* Work task *
Write out the data once more, exactly as it reads.

Stored data entries
:::

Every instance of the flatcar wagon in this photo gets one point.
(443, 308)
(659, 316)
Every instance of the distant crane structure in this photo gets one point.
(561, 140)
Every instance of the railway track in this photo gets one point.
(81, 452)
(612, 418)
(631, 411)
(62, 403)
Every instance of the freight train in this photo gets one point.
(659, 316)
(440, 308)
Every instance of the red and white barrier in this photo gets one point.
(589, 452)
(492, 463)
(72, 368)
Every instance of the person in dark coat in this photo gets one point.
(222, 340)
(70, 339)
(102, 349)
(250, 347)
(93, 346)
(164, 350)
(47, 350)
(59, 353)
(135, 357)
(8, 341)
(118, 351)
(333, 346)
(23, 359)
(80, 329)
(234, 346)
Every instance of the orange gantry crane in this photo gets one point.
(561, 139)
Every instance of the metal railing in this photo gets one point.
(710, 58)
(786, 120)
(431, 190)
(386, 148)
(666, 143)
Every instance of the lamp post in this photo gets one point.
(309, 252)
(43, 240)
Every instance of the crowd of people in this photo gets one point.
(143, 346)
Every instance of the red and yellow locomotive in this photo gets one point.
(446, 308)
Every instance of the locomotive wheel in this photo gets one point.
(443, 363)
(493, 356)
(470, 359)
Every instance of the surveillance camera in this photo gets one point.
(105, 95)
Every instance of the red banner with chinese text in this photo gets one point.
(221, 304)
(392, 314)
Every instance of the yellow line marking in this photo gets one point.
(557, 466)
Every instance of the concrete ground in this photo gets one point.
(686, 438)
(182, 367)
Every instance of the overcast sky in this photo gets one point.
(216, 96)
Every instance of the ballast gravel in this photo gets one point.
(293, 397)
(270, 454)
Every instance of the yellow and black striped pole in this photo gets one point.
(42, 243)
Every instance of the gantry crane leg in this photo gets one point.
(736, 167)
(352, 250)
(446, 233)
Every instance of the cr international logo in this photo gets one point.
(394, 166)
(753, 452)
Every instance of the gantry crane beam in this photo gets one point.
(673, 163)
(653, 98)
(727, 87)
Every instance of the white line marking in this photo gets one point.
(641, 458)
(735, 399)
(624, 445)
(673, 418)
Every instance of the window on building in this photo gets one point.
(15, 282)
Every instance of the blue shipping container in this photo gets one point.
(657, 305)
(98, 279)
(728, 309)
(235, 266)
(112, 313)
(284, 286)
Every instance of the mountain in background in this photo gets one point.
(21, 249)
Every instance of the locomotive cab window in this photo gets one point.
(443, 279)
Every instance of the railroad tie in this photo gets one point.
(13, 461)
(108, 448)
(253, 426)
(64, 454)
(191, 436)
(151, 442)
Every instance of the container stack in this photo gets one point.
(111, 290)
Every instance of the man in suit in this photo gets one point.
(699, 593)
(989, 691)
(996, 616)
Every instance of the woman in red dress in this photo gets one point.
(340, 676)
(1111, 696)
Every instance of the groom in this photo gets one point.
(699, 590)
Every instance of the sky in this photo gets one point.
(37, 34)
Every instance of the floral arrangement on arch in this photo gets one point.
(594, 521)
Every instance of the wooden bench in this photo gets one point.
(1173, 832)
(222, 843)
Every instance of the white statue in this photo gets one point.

:::

* Result *
Every instance of the flatcar wagon in this photo gets one point.
(443, 308)
(659, 316)
Every instance of the distant crane structure in this photo gets one point.
(561, 140)
Every instance of the railway track in this photo gets one point.
(81, 452)
(612, 418)
(631, 411)
(62, 403)
Every instance of the freight train in this photo gets one point.
(659, 316)
(440, 308)
Every instance of the red and white barrier in this photo gets one point.
(589, 452)
(492, 463)
(72, 368)
Every instance of the person in dark coat in this photo gets one point.
(222, 340)
(70, 339)
(102, 349)
(250, 347)
(93, 346)
(164, 350)
(47, 350)
(59, 353)
(135, 357)
(8, 341)
(118, 351)
(333, 346)
(23, 359)
(80, 329)
(234, 346)
Every instance of the orange gantry crane in this photo gets one point.
(561, 139)
Every instance of the metal railing in this photo gets one point.
(710, 58)
(786, 120)
(431, 190)
(386, 148)
(666, 143)
Every instance of the lamp post in this photo gets one point.
(309, 252)
(43, 240)
Every instance of the crowd of people in this photo gets one point.
(143, 346)
Every instance of the red and yellow locomotive in this photo gets one point.
(446, 308)
Every instance of the locomotive wheel in this photo gets one point.
(443, 363)
(493, 356)
(470, 359)
Every instance of the surveillance camera in this photo gets one point.
(105, 95)
Every instance of the red banner with chinese text in this photo gets one point.
(221, 304)
(392, 314)
Every instance of the yellow line marking in this photo gets one point.
(557, 466)
Every instance of the concrete ground in this photo gets one point.
(686, 438)
(182, 367)
Every instance of the overcast sky in this photo gets one point.
(216, 96)
Every instance of the ballast gravel in this photo gets one point.
(293, 397)
(270, 454)
Every instance of the yellow and black striped pole in this photo gets one point.
(42, 243)
Every instance of the gantry crane leg in this photo gets one point.
(736, 167)
(352, 250)
(446, 233)
Every instance of the cr international logo in this photo gets one point.
(394, 166)
(753, 452)
Every instance of the gantry crane beam in this photo gets one point.
(673, 163)
(653, 98)
(727, 87)
Every instance of the white line marking in this photo gets one point.
(641, 458)
(735, 399)
(624, 445)
(673, 418)
Every instance of the window on building in this photo gets one point.
(15, 282)
Every instance of the blue shipping container in this photo gets one point.
(657, 305)
(98, 279)
(728, 309)
(235, 266)
(112, 313)
(284, 286)
Every instance of the mountain in background in this photo gets one point.
(21, 249)
Every instance of the locomotive cab window in this photo gets one point.
(443, 279)
Every instance of the railroad tie in this photo gets one point.
(13, 461)
(108, 448)
(253, 426)
(64, 454)
(191, 436)
(151, 442)
Every instance of the container stack in this photo gets one point.
(111, 290)
Every instance of the man in suit in this photo gets one point.
(699, 593)
(989, 691)
(996, 616)
Every instance of the woman in red dress in this photo gets one point.
(340, 676)
(1111, 696)
Every instance of the groom in this photo gets one point.
(699, 590)
Every instance of the sky in this photo gets one point.
(37, 34)
Every instance of the floral arrangement on arch in this photo gets one point.
(594, 521)
Every instance of the wooden bench in this photo gets one point.
(1173, 832)
(222, 843)
Every instance of the white statue in this photo gets one point.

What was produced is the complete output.